▶ [INSTRUCTIONS TO FOLLOW]
Report each line of the entries below that includes "door".

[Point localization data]

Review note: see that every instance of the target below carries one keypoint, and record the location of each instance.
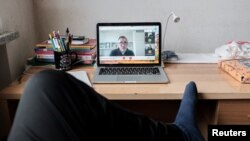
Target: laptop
(129, 53)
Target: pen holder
(64, 60)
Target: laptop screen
(129, 43)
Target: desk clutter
(237, 68)
(83, 48)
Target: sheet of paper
(81, 75)
(196, 58)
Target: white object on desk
(195, 58)
(81, 75)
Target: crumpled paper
(234, 50)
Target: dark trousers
(57, 107)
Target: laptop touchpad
(128, 78)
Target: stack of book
(85, 49)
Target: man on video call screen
(128, 44)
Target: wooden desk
(223, 99)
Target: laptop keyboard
(129, 71)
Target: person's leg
(185, 118)
(56, 106)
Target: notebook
(129, 53)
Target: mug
(64, 60)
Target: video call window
(137, 44)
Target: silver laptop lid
(129, 44)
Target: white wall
(204, 25)
(17, 15)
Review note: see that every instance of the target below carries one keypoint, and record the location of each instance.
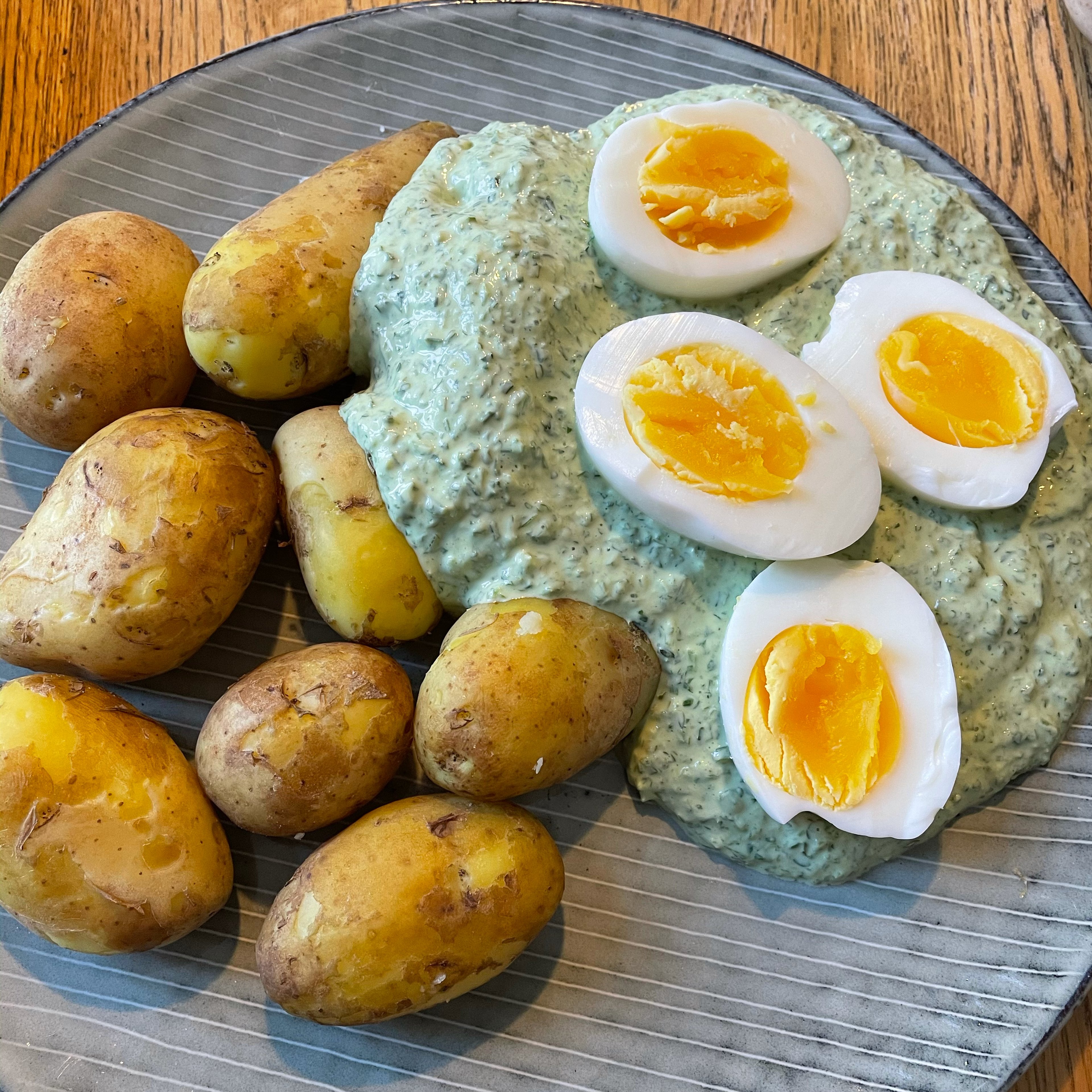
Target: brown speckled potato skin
(125, 853)
(288, 270)
(91, 327)
(140, 549)
(417, 902)
(289, 747)
(502, 712)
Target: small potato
(107, 843)
(307, 739)
(417, 902)
(140, 549)
(267, 313)
(526, 694)
(91, 327)
(363, 576)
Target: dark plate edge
(1086, 983)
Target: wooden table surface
(1004, 86)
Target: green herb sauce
(477, 302)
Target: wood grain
(1004, 86)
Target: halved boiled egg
(959, 400)
(723, 436)
(710, 199)
(839, 698)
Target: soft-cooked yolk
(820, 719)
(963, 381)
(717, 421)
(713, 188)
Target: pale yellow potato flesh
(306, 739)
(527, 693)
(362, 575)
(417, 902)
(91, 327)
(140, 549)
(267, 313)
(107, 843)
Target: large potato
(140, 549)
(417, 902)
(107, 843)
(267, 313)
(527, 693)
(363, 576)
(91, 327)
(307, 739)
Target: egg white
(866, 311)
(626, 235)
(834, 499)
(874, 598)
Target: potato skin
(140, 549)
(525, 694)
(107, 843)
(91, 327)
(267, 313)
(417, 902)
(306, 739)
(363, 576)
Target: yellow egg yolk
(717, 421)
(712, 188)
(820, 719)
(963, 381)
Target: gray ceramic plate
(667, 968)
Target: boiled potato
(91, 327)
(140, 549)
(362, 574)
(527, 693)
(107, 843)
(267, 314)
(307, 739)
(417, 902)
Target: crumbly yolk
(820, 719)
(717, 421)
(712, 188)
(963, 381)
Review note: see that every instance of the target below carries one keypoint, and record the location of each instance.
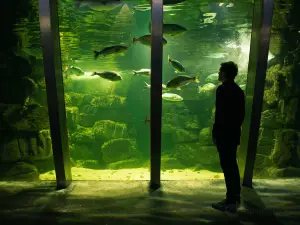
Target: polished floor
(129, 203)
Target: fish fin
(147, 85)
(96, 54)
(78, 4)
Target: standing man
(229, 116)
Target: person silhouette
(226, 133)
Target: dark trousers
(227, 155)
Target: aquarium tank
(106, 56)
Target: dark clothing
(227, 155)
(229, 116)
(230, 113)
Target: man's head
(228, 71)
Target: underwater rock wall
(279, 140)
(25, 141)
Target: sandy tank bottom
(134, 174)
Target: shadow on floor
(96, 203)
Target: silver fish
(111, 76)
(149, 86)
(142, 72)
(180, 81)
(172, 97)
(176, 64)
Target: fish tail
(147, 85)
(96, 54)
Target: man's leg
(230, 169)
(227, 155)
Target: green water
(105, 119)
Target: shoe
(224, 205)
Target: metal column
(55, 90)
(156, 93)
(258, 60)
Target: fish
(111, 50)
(180, 81)
(176, 64)
(142, 72)
(100, 5)
(172, 97)
(172, 2)
(72, 70)
(206, 88)
(147, 40)
(217, 55)
(212, 77)
(230, 5)
(149, 86)
(111, 76)
(243, 87)
(171, 29)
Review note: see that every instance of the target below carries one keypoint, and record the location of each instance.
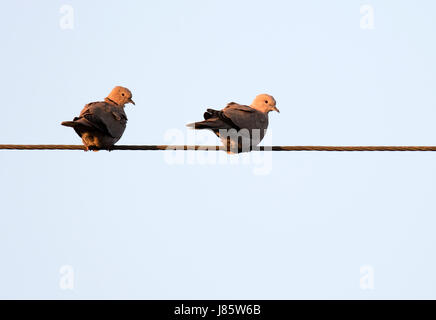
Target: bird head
(120, 96)
(264, 103)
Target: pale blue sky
(134, 226)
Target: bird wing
(108, 119)
(245, 117)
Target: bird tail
(211, 120)
(71, 124)
(199, 125)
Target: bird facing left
(101, 124)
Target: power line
(218, 148)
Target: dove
(101, 124)
(239, 127)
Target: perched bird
(101, 124)
(239, 127)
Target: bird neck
(262, 108)
(110, 101)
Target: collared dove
(238, 126)
(101, 124)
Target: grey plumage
(101, 124)
(239, 127)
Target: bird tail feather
(71, 124)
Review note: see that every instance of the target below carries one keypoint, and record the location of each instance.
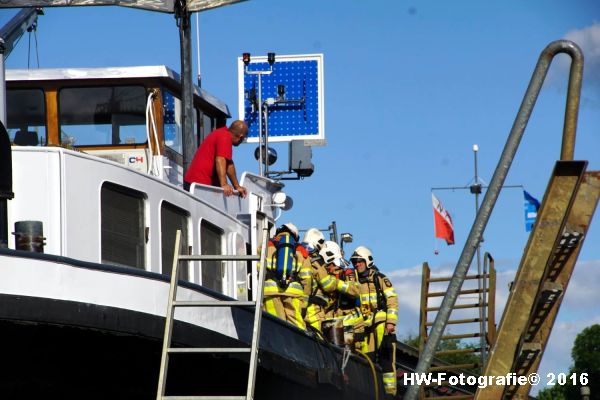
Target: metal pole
(491, 195)
(479, 272)
(199, 77)
(2, 83)
(266, 152)
(260, 138)
(189, 138)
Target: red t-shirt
(202, 169)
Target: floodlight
(346, 237)
(271, 154)
(246, 58)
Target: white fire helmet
(314, 240)
(361, 252)
(292, 229)
(331, 253)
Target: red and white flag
(443, 222)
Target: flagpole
(476, 189)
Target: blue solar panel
(299, 115)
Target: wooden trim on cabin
(53, 134)
(157, 106)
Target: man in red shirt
(213, 163)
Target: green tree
(586, 359)
(451, 344)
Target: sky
(410, 87)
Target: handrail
(491, 195)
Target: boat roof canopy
(158, 71)
(168, 6)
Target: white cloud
(588, 39)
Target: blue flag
(531, 207)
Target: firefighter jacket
(300, 285)
(328, 287)
(378, 297)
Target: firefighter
(322, 282)
(379, 308)
(342, 309)
(288, 276)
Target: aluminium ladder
(173, 303)
(486, 293)
(543, 276)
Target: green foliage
(586, 359)
(553, 393)
(452, 344)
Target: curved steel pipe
(508, 154)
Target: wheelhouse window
(173, 218)
(26, 116)
(210, 242)
(173, 109)
(122, 214)
(102, 116)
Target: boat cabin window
(210, 242)
(173, 218)
(208, 125)
(26, 116)
(122, 214)
(173, 108)
(102, 116)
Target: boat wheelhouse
(96, 162)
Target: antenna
(476, 188)
(199, 77)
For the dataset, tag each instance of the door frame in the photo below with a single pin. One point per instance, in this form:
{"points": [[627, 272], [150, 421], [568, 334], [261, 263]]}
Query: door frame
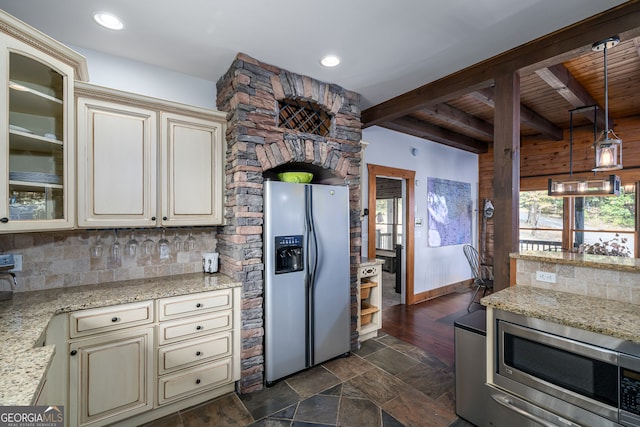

▶ [YOUR SOLUTION]
For the dataset, tag each instance of the door frame in the photo below with a single pin. One point per instance, in this form:
Query: door frame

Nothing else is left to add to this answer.